> _Text excerpt_:
════════

Pipes
- Client: Britvic
- Language: English
- Running time: 30 seconds
- Product: Tango Orange;
- Release date: October 2004 (television)
- Country: United Kingdom
- Preceded by: Seal
- Followed by: Metaphor

= Pipes (advertisement) =

2004 British television commercial

Pipes is a television advertisement in the United Kingdom for Tango Orange, which first aired in October 2004.

The advertisement was in the "You Know When You've Been Tango'd" campaign for the drink, which was revived in 2002. The thirty second clip shows a man wrapped in a carpet filled with oranges, balanced on top of five concrete pipes, with both the carpet and pipes attached to a string, which at the other end was attached to a goat.

The goat is shown eating the grass, it then moves to the next sheet, which then pulls the string, thus causing the string to be broken and the carpet and pipes roll down a hill, until they hit a tree, with the man still inside, followed by the five concrete pipes quickly running into the carpet. The man crawls out the carpet as the "commentator" describes the event as "the hit of the whole fruit".

On 11 November 2004, Remembrance Day, the Advertising Standards Authority Watchdog banned the advertisement. The watchdog took the rare step of acting before a formal decision was reached on whether the advert, for Tango, had breached industry rules. The watchdog, which received four complaints, feared children could copy the commercial and harm themselves.

════════

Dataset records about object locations
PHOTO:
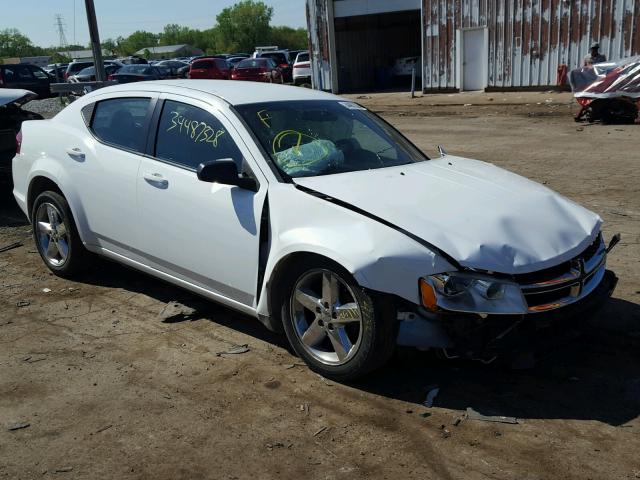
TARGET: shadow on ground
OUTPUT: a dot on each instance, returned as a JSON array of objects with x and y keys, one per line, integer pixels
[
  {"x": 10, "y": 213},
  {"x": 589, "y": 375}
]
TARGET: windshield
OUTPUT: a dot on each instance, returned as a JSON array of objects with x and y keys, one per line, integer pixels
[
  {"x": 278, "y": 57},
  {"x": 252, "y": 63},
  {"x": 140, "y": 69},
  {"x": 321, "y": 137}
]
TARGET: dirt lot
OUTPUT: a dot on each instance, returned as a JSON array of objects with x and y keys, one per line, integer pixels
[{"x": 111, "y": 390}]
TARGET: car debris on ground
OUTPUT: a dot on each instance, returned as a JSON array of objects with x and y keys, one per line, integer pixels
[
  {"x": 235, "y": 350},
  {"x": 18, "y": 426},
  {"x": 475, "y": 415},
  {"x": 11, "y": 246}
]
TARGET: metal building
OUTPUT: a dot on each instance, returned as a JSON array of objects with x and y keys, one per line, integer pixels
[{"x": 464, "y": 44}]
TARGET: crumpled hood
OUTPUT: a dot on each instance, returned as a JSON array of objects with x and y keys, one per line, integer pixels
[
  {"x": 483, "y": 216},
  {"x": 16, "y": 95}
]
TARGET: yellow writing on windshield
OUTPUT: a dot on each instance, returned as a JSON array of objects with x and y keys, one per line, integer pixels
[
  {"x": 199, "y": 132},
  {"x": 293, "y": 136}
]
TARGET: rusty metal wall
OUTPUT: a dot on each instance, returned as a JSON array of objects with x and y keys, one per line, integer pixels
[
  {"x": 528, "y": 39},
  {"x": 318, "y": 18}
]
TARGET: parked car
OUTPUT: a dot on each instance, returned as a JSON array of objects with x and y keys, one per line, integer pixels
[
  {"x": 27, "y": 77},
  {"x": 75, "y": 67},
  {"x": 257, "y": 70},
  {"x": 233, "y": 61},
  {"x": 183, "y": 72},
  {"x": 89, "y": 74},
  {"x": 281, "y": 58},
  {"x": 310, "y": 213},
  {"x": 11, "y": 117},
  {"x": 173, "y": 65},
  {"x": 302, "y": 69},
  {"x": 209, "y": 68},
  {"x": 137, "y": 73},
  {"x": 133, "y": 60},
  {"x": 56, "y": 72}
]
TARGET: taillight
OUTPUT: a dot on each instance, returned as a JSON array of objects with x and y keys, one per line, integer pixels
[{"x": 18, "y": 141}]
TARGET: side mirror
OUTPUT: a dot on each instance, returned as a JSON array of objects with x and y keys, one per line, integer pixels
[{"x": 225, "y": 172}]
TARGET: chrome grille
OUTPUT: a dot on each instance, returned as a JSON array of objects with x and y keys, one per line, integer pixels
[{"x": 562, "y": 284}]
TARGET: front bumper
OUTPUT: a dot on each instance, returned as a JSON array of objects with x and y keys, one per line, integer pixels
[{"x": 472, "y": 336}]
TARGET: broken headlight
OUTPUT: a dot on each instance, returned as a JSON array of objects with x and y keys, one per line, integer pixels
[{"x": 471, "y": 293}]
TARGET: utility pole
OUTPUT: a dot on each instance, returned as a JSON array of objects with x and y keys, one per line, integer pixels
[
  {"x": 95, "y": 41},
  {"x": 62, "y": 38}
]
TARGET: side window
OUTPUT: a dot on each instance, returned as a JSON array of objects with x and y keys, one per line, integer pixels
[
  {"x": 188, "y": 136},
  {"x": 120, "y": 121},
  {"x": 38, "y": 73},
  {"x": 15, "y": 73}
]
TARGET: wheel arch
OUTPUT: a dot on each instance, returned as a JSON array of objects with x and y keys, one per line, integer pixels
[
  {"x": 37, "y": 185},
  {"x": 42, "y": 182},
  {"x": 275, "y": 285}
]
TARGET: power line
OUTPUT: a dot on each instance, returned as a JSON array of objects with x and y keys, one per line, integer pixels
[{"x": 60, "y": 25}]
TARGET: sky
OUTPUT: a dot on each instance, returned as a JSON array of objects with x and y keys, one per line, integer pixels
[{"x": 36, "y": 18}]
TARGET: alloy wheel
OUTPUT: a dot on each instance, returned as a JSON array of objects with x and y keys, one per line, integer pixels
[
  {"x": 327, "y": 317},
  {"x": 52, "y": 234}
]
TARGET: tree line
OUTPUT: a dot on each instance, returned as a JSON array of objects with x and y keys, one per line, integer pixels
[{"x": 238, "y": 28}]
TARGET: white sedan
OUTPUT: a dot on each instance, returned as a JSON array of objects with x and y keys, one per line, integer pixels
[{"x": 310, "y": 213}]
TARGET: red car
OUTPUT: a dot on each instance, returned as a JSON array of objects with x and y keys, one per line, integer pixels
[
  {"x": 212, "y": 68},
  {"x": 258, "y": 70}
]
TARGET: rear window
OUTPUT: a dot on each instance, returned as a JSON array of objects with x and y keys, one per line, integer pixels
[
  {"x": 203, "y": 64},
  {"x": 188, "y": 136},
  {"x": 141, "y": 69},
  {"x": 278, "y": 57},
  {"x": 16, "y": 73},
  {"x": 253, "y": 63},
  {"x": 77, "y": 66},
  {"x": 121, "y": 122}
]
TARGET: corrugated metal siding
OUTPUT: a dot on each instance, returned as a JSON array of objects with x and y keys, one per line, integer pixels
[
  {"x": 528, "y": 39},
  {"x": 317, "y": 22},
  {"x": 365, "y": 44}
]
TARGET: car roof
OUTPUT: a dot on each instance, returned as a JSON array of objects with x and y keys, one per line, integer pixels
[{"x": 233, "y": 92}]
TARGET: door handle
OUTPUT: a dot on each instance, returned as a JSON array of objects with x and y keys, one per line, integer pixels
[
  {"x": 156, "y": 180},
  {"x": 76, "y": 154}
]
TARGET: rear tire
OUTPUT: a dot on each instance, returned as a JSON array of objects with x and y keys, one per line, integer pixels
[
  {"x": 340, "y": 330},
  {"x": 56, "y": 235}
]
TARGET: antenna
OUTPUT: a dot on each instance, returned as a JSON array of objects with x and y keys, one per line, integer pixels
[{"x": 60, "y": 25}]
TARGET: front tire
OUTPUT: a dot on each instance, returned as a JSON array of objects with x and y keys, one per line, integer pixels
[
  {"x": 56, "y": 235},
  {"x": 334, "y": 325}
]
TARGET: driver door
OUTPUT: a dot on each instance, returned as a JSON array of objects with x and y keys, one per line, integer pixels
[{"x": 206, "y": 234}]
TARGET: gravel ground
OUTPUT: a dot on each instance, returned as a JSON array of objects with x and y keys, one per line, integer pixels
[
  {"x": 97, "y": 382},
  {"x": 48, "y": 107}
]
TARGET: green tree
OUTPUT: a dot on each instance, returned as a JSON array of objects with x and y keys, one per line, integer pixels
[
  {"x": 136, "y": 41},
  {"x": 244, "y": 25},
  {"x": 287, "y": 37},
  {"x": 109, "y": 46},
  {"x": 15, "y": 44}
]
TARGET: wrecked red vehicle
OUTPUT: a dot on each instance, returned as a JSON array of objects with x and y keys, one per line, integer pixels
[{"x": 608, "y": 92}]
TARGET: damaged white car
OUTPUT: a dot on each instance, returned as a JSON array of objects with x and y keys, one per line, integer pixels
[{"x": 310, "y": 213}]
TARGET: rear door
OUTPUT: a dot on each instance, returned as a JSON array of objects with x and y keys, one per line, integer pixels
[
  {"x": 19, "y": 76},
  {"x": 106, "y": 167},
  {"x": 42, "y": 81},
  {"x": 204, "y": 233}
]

════════

> _What to do_:
1: Answer these questions from the article on the Pipes advertisement:
(a) Which company is listed as the client?
(b) In which campaign did the advertisement appear?
(c) How many complaints did the watchdog receive?
2: Continue the article on the Pipes advertisement from the point where it stops.

> _Response list_:
1:
(a) Britvic
(b) The "You Know When You've Been Tango'd" campaign
(c) Four

2:
This meant that considered re runs of the adverts in the beginning of 2005 were cancelled.

Despite the immediate ban, the Broadcast Advertising Clearance Centre said it "strongly disagreed" that it could lead to accidents. The disagreement came less than a month after the ASA took control for regulating broadcast advertising where previously it covered non broadcast only. The BACC said it was "surreal" by its nature because it featured a man wrapped in a carpet filled with oranges. They went on to state;
"The advert was not set on a building site or in any realistic setting that would suggest that the stunt was able to be copied or would normalise or condone the behaviour"

Britvic, which makes Tango, apologised for any offence caused by the advert, and promised not to show it again. In July 2013, Womborse ranked the advert at #5 in their list "Banned: 7 of the Most Controversial Ads", whilst in February 2014, The Mirror included it in their unordered list of "The 10 Most Controversial Commercials".

==See also==
- Orange Man (advertisement), an earlier advertisement for the drink that was banned
- St George (advertisement)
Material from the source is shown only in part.